Work item => Keep every line in which "firework" occurs and drop the rest of the data.
_ _ _ _ _
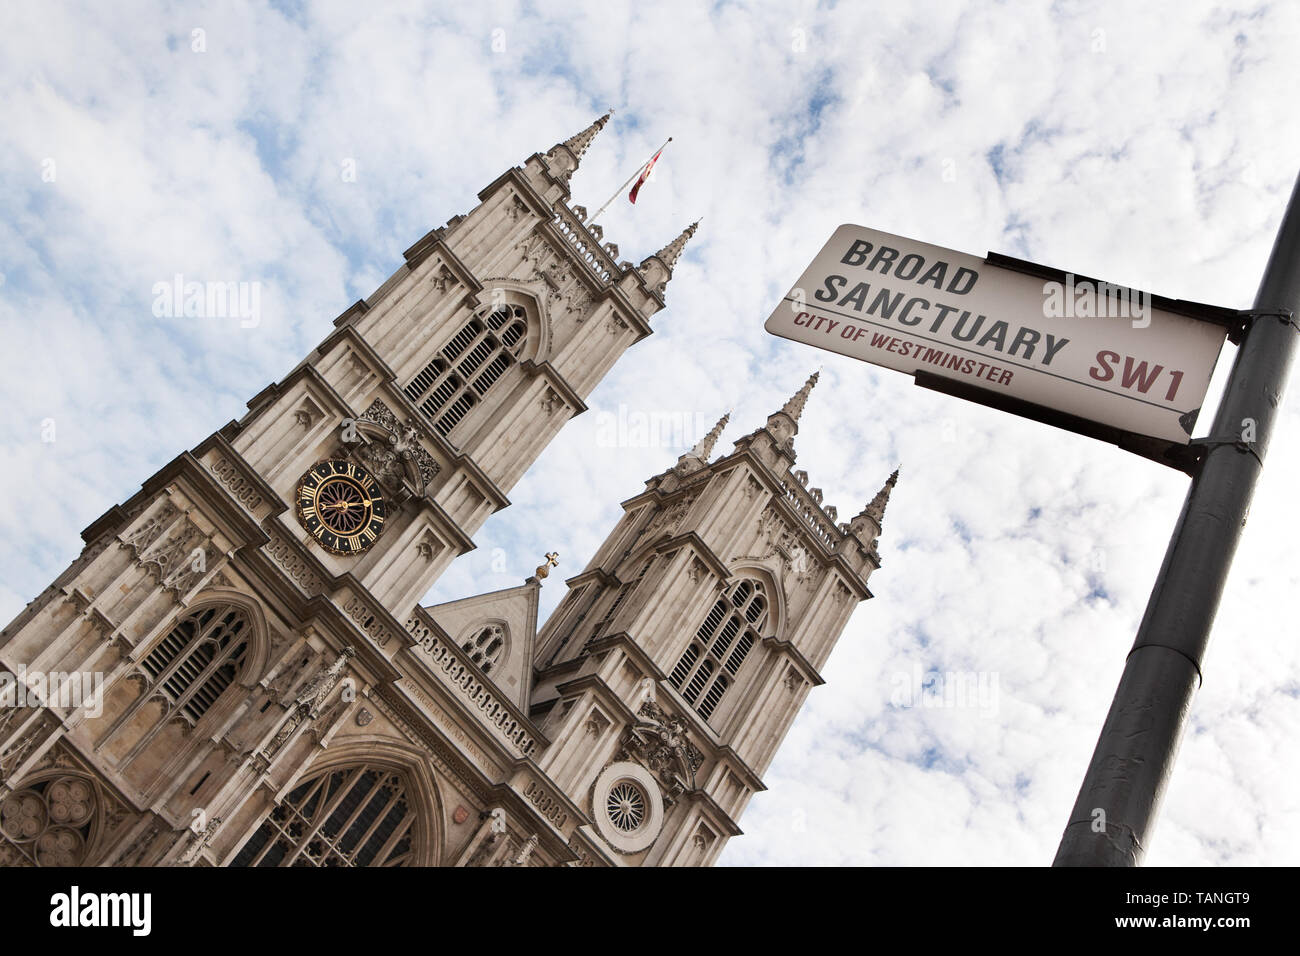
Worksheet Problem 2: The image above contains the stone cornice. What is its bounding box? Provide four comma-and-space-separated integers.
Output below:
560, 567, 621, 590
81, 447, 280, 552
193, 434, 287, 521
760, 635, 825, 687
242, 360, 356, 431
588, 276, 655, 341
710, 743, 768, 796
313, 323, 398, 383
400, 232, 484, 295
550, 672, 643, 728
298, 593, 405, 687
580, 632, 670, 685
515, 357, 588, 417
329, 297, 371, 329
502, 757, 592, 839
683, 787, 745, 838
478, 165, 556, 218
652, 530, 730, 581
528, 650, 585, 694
_ _ _ _ _
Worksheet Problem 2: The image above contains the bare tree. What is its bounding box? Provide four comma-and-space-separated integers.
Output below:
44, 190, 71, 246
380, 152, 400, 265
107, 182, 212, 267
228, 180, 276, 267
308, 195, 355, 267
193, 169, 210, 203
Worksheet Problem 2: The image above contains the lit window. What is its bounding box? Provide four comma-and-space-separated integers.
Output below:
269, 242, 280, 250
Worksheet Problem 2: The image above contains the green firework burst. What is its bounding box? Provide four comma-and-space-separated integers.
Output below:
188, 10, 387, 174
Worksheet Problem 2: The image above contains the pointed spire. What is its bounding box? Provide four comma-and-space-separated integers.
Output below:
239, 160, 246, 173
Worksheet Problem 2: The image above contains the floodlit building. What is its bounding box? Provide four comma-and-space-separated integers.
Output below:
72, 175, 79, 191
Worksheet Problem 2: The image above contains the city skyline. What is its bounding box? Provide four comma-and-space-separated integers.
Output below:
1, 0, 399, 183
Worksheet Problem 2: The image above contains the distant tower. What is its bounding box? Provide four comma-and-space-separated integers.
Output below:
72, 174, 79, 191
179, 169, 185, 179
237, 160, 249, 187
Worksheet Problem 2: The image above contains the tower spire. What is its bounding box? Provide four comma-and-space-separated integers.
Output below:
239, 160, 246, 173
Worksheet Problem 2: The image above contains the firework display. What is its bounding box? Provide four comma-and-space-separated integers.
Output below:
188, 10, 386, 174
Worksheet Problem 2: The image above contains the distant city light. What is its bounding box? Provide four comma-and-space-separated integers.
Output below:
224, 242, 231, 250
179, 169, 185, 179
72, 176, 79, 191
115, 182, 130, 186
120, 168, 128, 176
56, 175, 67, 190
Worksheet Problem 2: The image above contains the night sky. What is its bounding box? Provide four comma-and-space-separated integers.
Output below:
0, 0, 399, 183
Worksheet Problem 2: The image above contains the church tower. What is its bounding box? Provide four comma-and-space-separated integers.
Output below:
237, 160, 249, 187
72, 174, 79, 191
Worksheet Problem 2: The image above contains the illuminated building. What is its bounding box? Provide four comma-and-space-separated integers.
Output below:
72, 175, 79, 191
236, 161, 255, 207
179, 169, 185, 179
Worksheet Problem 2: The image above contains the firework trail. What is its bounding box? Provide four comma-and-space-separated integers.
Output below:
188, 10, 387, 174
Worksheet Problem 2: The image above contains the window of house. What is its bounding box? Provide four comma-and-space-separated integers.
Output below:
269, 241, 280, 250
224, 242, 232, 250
_ _ _ _ _
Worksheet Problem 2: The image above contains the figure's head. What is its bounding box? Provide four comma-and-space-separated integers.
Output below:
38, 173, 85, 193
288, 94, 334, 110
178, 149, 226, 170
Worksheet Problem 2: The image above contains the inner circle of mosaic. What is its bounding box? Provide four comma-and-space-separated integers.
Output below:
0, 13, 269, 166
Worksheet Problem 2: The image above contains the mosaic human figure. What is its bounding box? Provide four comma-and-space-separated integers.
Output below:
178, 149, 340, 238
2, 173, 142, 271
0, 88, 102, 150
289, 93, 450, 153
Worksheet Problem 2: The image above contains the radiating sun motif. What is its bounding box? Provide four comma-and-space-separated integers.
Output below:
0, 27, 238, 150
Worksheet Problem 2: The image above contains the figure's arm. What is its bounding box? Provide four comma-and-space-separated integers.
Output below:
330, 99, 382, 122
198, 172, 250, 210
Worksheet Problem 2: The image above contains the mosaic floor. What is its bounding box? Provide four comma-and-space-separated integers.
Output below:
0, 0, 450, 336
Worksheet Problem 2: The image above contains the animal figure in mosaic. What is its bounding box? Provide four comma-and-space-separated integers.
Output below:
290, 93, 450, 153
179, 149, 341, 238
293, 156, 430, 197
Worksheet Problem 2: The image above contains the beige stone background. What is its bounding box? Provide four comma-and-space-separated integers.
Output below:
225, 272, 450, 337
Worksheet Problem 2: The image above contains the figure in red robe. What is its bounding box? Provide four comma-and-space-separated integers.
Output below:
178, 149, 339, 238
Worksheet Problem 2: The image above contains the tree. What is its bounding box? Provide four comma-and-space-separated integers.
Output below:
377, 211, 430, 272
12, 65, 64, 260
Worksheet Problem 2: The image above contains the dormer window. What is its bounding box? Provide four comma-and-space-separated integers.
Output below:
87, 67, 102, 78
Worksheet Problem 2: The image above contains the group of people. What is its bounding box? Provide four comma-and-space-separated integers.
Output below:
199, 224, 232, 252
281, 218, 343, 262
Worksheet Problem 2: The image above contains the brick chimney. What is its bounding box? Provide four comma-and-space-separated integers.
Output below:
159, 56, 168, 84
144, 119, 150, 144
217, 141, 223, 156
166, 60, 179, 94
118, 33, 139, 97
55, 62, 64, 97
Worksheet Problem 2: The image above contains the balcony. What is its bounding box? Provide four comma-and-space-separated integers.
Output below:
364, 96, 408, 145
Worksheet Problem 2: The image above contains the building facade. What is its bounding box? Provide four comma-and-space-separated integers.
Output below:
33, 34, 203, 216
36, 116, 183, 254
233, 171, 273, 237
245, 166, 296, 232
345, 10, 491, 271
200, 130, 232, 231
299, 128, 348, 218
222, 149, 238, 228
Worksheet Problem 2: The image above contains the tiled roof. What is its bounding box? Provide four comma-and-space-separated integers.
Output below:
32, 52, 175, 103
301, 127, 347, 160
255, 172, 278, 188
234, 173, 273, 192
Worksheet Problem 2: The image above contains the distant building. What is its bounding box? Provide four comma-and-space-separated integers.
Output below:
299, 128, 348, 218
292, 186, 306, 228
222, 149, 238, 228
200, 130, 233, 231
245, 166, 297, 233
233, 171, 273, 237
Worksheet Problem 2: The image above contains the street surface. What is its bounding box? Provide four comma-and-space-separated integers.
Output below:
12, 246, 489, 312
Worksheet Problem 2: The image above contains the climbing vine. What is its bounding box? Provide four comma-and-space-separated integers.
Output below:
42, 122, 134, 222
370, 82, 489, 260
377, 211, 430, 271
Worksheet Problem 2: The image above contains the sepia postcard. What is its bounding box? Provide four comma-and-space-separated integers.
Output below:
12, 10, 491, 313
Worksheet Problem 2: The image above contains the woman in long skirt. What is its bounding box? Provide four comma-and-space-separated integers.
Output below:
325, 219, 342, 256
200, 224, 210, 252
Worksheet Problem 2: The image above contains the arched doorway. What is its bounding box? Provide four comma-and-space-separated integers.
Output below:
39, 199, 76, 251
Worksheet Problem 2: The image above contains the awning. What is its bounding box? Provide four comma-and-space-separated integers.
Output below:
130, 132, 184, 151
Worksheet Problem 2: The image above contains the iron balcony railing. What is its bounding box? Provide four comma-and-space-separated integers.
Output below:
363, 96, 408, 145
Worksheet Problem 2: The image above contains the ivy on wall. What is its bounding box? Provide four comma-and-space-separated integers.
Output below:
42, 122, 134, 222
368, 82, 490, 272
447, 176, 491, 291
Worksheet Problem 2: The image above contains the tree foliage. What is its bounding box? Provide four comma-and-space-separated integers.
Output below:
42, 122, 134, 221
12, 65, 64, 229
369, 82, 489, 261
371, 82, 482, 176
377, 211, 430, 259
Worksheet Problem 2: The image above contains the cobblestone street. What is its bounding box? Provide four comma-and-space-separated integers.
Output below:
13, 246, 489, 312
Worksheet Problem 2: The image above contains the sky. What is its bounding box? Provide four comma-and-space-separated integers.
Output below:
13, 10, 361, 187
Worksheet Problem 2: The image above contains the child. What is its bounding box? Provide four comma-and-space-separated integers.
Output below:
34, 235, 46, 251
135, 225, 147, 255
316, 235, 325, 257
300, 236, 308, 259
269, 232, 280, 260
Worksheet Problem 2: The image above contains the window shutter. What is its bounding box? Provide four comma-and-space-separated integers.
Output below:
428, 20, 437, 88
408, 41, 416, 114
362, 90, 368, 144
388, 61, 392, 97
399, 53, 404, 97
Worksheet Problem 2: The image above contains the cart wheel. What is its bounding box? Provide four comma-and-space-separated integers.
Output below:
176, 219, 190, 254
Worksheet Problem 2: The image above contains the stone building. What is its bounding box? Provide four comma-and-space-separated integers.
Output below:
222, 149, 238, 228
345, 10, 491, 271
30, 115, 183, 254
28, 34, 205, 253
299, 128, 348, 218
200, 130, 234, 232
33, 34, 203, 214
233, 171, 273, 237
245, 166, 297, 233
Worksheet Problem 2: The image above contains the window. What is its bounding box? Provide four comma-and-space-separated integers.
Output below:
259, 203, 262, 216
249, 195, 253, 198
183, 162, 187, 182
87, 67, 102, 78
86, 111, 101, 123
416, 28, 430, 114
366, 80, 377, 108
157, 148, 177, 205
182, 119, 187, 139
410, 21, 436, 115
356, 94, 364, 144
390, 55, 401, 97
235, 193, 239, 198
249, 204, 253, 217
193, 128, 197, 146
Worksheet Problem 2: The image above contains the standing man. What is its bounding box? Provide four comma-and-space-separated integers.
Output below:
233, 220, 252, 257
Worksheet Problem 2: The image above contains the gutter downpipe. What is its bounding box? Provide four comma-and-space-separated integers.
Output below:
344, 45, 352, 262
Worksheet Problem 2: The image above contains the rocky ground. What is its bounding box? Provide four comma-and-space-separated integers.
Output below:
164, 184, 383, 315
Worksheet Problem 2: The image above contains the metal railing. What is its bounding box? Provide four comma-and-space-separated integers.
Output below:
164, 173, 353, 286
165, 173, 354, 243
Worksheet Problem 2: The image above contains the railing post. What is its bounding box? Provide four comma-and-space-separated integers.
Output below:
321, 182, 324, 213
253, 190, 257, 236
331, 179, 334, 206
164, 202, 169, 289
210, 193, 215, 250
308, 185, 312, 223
_ _ _ _ _
Solution to the problem =>
Worksheet Problem 2: The image above contains the green firework burst. What is its bounding box? Provide four comma-and-space-separated integers.
Worksheet Problem 2: The image above contains the firework display. What is its bounding box? Provide four comma-and-space-separated integers.
Worksheet Problem 2: The image above contains the firework trail. What is its bounding box? Provide four comma-and-space-separated integers.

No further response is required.